• Selection
The Exchange proposes to replace this expired note 2 incentive with
the following:
Lead Market Makers whose Lead Market Maker and Market Maker
executed exchange volume, aggregated at the firm level, represents more
than 0.45% of Customer Total Consolidated Volume (``TCV'') per day,
which adds liquidity to the exchange in a given month, will receive the
following incentives on the contracts that they execute as Lead Market
Makers: (i) an additional $0.05 per contract Maker Rebate in Penny
Symbols, and (ii) an additional $0.24 per contract Maker Rebate in Non-
Penny Symbols.

• Dataset content

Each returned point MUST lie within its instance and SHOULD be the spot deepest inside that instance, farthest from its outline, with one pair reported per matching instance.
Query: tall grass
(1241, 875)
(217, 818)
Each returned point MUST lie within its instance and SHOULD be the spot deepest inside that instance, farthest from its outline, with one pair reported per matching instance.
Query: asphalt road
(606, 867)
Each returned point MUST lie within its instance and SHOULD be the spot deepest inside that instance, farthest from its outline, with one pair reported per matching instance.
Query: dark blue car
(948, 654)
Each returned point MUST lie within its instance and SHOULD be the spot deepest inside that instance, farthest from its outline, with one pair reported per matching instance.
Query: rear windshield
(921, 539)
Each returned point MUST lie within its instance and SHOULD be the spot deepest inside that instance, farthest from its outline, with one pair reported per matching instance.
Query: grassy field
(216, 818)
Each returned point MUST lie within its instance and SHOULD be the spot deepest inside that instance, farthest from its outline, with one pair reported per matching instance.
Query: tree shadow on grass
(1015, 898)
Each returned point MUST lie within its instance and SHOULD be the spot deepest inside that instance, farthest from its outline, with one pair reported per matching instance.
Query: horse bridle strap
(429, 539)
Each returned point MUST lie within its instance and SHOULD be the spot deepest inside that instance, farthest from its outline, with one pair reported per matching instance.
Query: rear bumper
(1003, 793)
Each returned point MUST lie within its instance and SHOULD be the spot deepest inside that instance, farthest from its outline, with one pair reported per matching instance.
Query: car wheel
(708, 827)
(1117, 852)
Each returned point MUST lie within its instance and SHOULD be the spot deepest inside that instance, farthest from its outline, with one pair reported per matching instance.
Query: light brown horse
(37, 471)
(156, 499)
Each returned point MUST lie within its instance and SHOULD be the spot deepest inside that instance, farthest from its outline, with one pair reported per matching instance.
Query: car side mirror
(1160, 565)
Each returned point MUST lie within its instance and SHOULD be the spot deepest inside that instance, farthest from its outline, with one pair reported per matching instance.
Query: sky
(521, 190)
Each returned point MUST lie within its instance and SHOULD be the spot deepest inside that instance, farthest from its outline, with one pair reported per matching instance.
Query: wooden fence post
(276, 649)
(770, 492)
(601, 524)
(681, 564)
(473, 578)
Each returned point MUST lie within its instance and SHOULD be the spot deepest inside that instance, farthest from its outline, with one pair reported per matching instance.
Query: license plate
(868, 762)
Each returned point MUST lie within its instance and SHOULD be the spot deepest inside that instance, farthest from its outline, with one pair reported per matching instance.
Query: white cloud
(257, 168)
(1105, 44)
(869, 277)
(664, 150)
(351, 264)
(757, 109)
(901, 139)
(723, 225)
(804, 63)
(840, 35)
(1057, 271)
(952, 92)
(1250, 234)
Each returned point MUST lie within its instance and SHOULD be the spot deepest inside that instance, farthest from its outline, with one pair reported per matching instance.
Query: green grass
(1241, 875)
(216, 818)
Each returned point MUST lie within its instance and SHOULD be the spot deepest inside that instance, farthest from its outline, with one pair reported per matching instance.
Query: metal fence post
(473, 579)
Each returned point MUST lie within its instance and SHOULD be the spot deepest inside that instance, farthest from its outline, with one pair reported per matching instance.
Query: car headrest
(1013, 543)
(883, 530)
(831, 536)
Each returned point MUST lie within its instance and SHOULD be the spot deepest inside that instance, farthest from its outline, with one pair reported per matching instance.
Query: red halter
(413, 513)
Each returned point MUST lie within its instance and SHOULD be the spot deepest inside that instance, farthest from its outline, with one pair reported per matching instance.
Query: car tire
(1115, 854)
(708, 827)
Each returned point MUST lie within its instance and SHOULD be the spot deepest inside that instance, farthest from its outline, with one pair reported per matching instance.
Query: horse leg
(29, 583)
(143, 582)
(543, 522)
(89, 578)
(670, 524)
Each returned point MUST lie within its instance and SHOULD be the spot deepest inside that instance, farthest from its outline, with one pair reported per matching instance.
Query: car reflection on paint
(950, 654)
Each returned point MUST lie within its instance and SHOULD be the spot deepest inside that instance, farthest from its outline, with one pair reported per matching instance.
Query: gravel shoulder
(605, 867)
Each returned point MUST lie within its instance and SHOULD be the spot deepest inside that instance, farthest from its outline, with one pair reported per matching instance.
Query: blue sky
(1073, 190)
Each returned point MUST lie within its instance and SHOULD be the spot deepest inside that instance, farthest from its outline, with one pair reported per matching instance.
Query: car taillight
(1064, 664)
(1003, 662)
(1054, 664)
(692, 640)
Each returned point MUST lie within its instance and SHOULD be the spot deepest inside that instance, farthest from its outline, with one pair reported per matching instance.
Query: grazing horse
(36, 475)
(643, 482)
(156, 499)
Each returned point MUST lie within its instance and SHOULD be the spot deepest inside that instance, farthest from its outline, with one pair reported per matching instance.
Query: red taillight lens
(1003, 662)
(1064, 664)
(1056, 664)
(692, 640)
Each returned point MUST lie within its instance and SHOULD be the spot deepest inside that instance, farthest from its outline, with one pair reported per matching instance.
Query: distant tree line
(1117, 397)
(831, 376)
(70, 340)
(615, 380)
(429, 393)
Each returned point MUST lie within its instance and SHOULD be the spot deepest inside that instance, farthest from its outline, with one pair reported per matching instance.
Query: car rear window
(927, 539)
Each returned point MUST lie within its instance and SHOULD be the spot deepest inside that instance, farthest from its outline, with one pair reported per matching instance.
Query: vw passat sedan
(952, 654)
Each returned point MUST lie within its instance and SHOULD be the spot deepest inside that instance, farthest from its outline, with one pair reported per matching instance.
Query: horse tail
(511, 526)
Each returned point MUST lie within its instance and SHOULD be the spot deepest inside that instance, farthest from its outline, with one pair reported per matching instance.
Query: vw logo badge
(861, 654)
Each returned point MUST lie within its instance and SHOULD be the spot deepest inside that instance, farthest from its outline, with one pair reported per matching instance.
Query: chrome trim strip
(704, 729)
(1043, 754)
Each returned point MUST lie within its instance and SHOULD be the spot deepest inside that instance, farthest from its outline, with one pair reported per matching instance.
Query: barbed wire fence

• What is asked
1. Rewrite the records, beginning at the first one and stopping after the line that contains "(1015, 898)", with "asphalt road" changed to "paved road" and everything else left as is.
2. Continue the excerpt on the Lead Market Maker rebate proposal from the point where it ends.
The records are unrelated to the filing excerpt on market maker incentives.

• Exercise results
1.
Each returned point MUST lie within its instance and SHOULD be the spot deepest inside that instance, farthest from its outline, with one pair reported per matching instance.
Query: tall grass
(1241, 875)
(217, 818)
Each returned point MUST lie within its instance and SHOULD be the spot deepest inside that instance, farthest from its outline, with one pair reported per matching instance.
Query: paved road
(606, 867)
Each returned point MUST lie within its instance and SHOULD be the spot deepest inside that instance, farthest from its outline, with one pair reported per matching instance.
Query: dark blue car
(948, 654)
Each returned point MUST lie within its instance and SHOULD be the spot deepest inside that instance, farthest from its outline, with one pair reported per matching instance.
Query: rear windshield
(921, 539)
Each returned point MUST lie within its instance and SHOULD be the spot deepest inside that instance, farthest from its outline, with one pair reported per matching instance.
Query: grassy field
(216, 818)
Each returned point MUST lie within its instance and SHOULD be the spot deepest inside that instance, farthest from its outline, with one pair reported per matching instance.
Query: tree shadow on grass
(1015, 898)

2.
Proposed note 2 provides LMMs an additional Maker Rebate. This
additional Maker Rebate is based on liquidity adding volume on BX as a
percentage of Customer Total Consolidated Volume, which is defined as
the total national volume cleared at OCC in the Customer range in
equity and ETF options in that month.\9\ Because Participants who are
LMMs as to some options classes may also be MMs as to others, this
volume calculation is done at the firm level, so that it captures all
the liquidity that the Participant adds to the Exchange. However, as
proposed, the incentives would only be paid on contracts that the
Participant executes on the option classes in which it is an LMM. This
incentive is based on a percentage of industry volume in recognition of
the fact that the volume executed by a Participant may rise or fall
with industry volume. The Exchange proposes to remove the note 2 from
the table for Penny Symbols and Non-Penny Symbols next to the Maker
Rebates for Market Maker.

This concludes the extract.